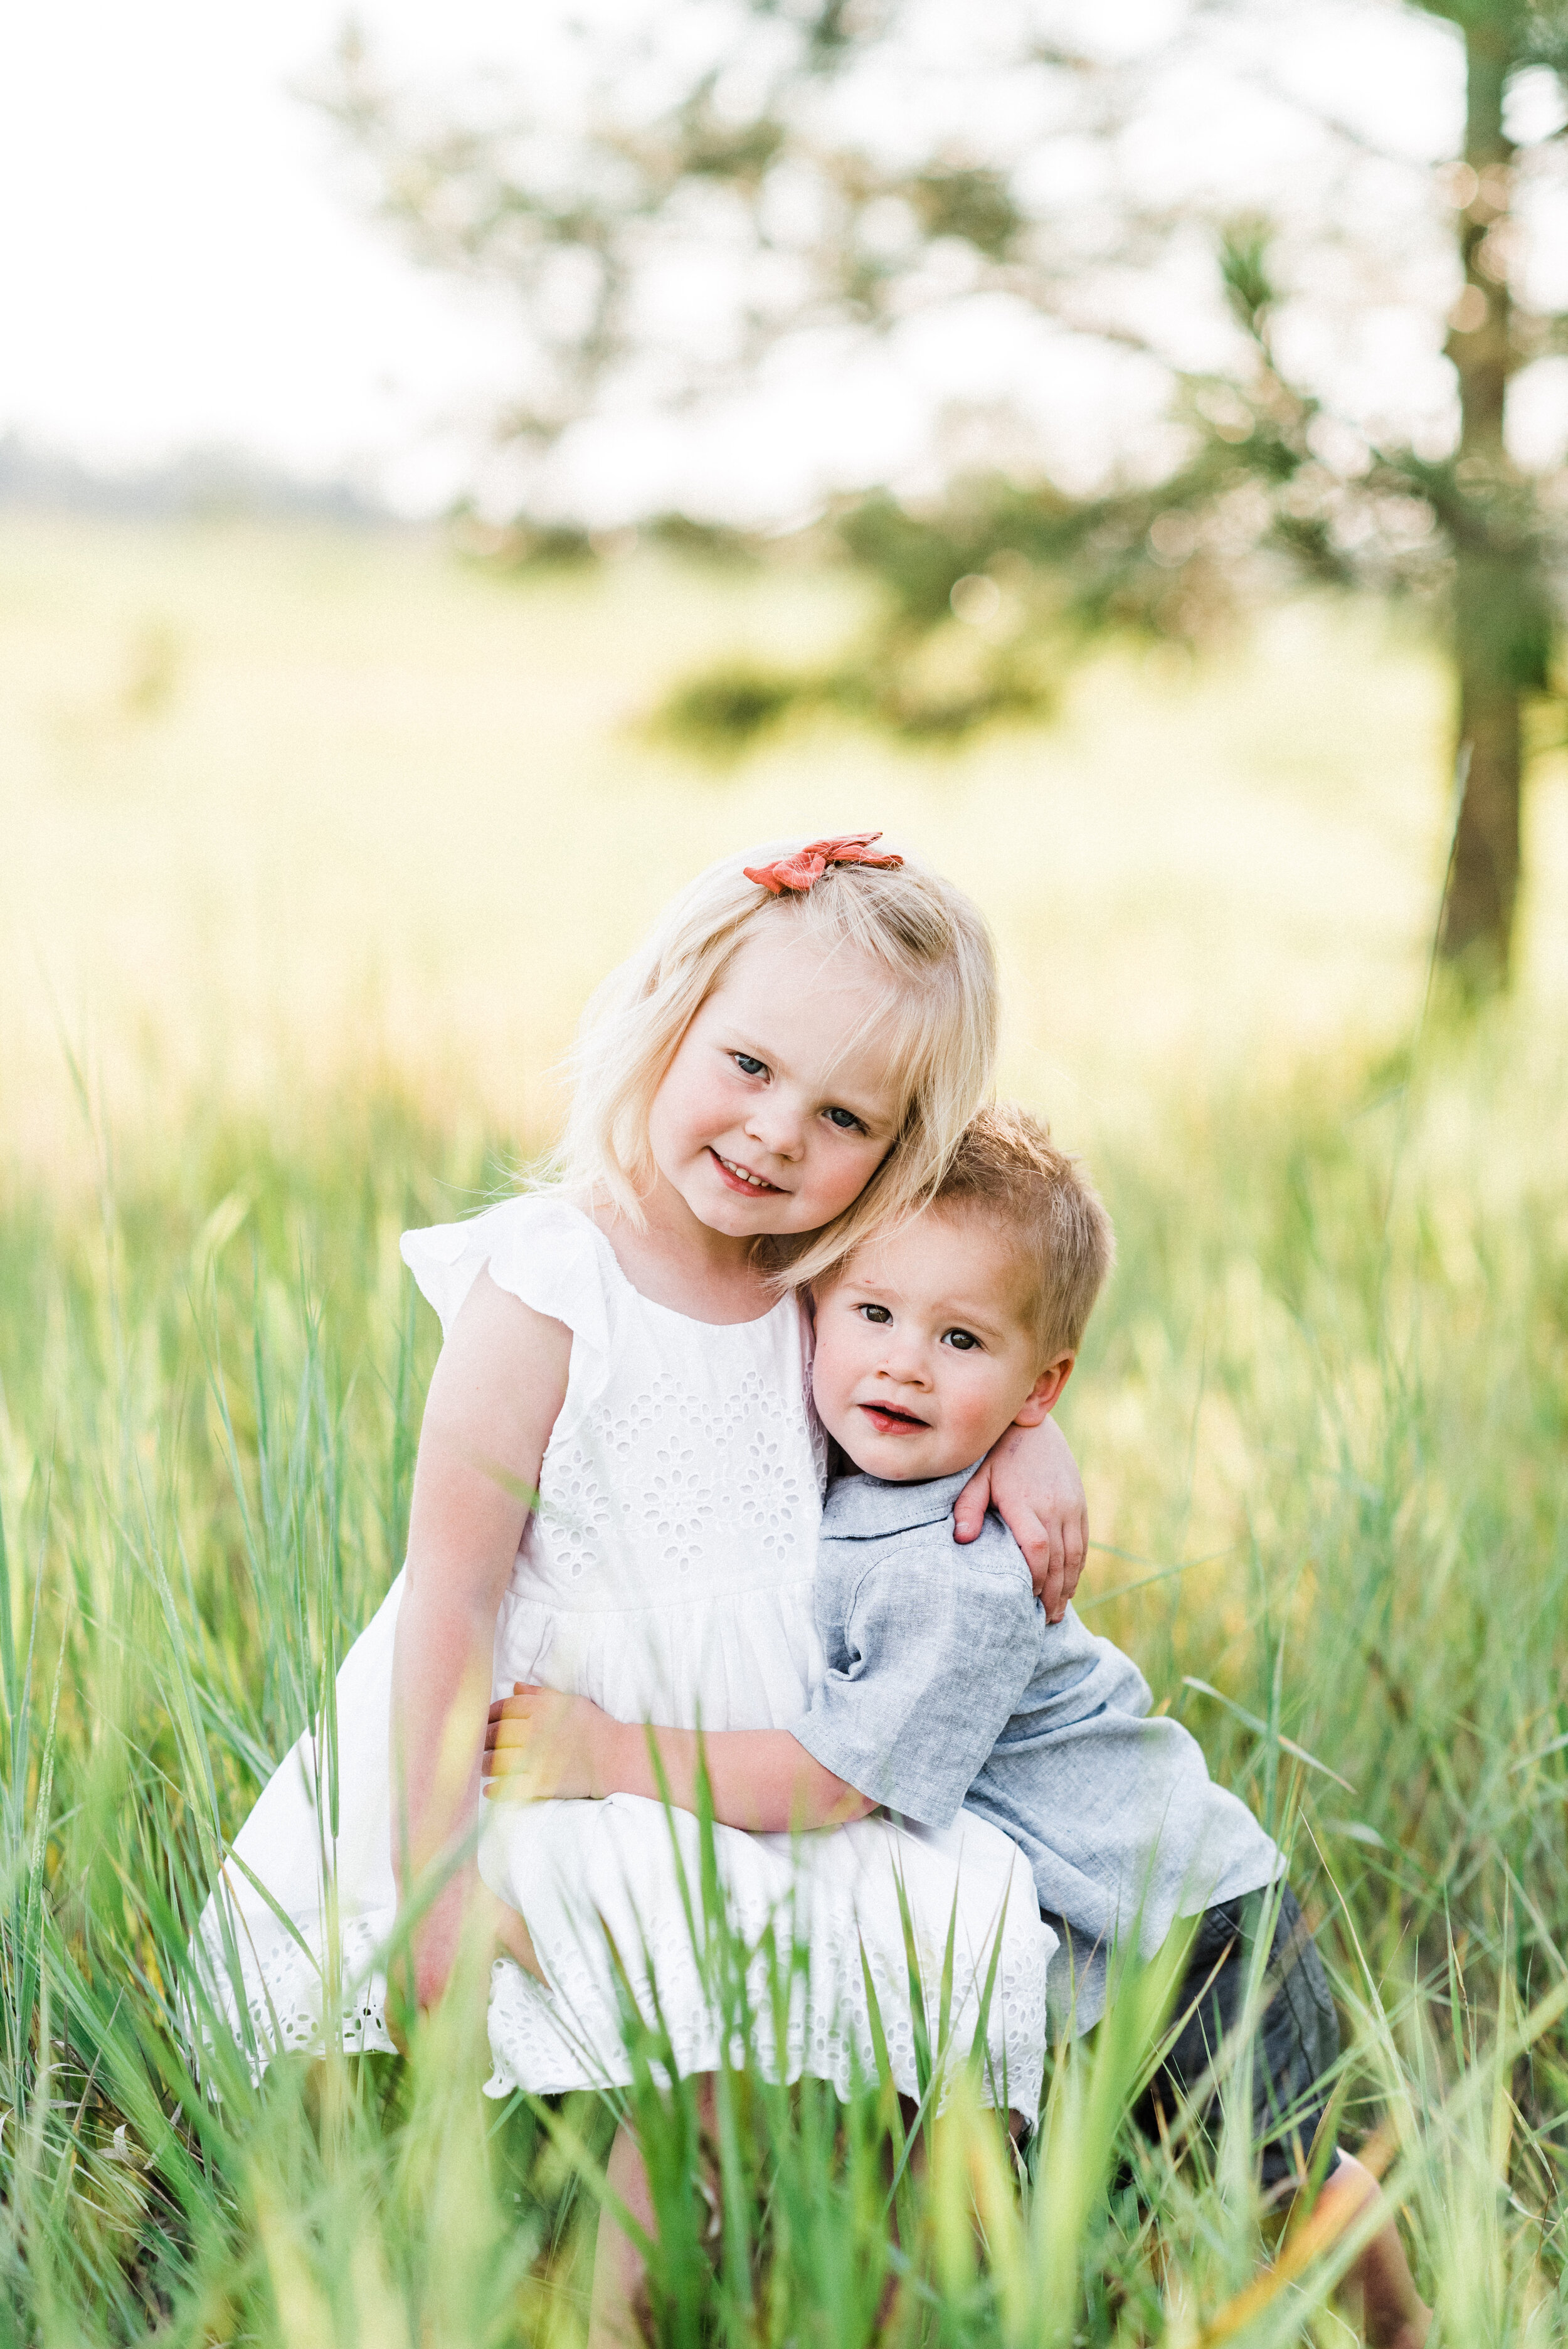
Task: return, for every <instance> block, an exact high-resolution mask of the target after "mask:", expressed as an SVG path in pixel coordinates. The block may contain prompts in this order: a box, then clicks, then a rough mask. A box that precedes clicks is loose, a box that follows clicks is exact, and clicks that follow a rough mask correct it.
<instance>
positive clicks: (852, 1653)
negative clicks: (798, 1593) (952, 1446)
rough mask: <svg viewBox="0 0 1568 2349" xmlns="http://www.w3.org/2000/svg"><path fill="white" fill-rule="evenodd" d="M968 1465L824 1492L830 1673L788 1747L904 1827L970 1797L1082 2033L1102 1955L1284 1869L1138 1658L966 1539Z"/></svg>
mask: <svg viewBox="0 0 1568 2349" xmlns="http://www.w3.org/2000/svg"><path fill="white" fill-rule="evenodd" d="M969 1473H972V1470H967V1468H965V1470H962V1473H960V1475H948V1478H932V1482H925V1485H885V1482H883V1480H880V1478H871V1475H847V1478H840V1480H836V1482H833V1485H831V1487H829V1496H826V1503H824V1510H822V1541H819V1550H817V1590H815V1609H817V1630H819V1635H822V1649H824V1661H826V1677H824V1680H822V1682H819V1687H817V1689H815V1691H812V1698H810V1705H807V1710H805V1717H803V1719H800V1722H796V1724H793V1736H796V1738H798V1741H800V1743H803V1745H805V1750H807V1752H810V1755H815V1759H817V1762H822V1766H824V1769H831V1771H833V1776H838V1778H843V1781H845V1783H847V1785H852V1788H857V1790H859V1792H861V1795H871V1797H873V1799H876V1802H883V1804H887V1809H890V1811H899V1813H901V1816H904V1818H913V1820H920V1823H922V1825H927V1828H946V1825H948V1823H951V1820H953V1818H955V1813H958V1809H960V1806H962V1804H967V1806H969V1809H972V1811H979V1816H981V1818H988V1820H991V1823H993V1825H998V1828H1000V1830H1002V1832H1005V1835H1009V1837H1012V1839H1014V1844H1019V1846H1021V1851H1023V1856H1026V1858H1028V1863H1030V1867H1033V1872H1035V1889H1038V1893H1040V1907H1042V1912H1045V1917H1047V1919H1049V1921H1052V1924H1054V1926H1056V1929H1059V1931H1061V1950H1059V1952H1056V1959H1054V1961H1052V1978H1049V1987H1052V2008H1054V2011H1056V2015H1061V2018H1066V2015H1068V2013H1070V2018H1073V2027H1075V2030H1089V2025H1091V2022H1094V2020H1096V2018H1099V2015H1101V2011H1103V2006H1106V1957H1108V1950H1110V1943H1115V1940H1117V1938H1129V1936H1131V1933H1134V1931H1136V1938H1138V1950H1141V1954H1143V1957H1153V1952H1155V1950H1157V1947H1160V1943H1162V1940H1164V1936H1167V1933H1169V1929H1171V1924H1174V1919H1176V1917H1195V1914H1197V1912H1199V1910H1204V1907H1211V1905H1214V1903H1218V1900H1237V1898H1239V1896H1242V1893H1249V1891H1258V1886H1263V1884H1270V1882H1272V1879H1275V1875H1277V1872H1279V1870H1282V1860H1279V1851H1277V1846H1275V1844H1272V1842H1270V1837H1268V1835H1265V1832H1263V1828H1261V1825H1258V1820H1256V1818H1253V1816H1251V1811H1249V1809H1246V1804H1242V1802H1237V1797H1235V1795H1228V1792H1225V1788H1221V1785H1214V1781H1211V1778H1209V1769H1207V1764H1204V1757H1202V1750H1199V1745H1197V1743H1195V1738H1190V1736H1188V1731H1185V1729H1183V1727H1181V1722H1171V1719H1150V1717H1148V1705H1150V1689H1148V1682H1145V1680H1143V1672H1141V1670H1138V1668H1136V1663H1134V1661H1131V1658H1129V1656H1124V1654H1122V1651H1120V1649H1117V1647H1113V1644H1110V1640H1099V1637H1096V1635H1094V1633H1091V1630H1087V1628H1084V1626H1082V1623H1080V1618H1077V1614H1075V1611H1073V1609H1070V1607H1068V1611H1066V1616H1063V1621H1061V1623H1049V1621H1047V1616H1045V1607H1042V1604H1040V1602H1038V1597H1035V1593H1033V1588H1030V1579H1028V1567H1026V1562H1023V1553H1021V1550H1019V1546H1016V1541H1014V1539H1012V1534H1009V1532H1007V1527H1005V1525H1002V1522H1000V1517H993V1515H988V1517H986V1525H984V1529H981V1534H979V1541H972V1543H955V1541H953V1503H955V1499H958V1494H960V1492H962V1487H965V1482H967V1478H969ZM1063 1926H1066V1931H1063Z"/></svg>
++++++++
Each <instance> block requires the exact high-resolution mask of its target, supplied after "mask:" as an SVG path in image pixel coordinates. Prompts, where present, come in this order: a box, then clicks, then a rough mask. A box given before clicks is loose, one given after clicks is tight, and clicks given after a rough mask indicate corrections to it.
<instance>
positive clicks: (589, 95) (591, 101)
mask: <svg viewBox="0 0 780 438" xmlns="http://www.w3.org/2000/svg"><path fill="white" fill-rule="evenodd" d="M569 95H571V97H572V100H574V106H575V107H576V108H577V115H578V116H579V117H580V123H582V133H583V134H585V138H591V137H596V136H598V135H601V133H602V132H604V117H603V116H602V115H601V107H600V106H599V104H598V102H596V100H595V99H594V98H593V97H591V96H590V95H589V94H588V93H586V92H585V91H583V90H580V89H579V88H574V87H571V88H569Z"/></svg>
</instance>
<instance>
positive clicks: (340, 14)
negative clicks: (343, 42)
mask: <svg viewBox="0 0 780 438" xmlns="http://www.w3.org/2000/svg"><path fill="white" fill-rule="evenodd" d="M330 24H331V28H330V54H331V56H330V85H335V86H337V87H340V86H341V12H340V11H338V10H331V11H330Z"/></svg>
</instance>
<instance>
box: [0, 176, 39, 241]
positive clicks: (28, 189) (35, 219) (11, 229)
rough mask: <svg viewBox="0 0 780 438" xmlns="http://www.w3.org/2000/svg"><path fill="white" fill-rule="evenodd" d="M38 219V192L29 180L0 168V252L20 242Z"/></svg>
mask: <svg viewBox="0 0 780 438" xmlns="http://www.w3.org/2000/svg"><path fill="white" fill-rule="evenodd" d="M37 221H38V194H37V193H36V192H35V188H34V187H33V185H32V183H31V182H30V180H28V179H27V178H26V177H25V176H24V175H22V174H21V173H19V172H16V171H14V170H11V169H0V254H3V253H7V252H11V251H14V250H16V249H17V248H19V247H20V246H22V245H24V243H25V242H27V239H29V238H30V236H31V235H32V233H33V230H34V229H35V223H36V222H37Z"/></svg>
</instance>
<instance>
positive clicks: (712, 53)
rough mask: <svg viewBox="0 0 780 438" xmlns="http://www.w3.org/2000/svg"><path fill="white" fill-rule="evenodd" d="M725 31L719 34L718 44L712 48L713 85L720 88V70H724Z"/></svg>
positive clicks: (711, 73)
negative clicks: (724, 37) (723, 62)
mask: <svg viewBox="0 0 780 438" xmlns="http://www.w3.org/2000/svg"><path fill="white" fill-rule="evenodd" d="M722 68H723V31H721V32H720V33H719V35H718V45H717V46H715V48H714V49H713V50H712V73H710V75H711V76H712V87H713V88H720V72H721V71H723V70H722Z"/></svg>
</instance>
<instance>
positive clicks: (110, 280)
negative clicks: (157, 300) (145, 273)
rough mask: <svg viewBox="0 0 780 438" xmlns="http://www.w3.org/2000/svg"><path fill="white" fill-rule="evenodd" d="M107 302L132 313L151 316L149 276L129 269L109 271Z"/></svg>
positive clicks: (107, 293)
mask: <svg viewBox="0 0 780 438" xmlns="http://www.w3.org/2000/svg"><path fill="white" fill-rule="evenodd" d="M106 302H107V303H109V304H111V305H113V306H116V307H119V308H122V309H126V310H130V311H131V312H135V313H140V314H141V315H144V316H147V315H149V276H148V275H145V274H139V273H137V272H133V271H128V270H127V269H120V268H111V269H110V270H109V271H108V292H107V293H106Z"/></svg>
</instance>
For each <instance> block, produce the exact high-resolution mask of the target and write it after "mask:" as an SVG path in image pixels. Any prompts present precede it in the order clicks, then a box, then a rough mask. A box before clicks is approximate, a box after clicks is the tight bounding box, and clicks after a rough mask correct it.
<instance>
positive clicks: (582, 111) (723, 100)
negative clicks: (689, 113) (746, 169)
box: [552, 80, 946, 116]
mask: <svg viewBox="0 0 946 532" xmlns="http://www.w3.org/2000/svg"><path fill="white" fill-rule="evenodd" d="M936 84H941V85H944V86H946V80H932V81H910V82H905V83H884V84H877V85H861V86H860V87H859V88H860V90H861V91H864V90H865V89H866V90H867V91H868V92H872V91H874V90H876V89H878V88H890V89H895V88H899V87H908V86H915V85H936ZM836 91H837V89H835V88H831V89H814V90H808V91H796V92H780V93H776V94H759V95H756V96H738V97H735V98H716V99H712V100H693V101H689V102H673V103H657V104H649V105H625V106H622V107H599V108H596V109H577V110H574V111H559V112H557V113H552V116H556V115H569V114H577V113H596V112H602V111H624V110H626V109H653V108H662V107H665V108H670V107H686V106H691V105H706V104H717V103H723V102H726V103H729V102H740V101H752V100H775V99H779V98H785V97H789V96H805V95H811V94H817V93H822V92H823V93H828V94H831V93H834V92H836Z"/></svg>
++++++++
Exercise goal ▸ Write out each line above with the word "present".

Solution for this task ▸
Each <instance> block requires the exact high-resolution mask of its target, supplied after "mask:" as an SVG path in image pixel coordinates. Prompts, where present, come in this order: a box, then clicks, then a rough mask. A box given before clicks is loose, one given after clicks is tight, and clicks given after a rough mask indicate corrections to it.
For each <instance> block, produce the exact high-resolution mask of the target and write it after "mask:" as an SVG path in image pixels. Any prompts present precede it in the order clicks, then a box, then a rough mask. A box before clicks is approximate, a box after clicks is the tight bounding box, and clicks after a rough mask correct it.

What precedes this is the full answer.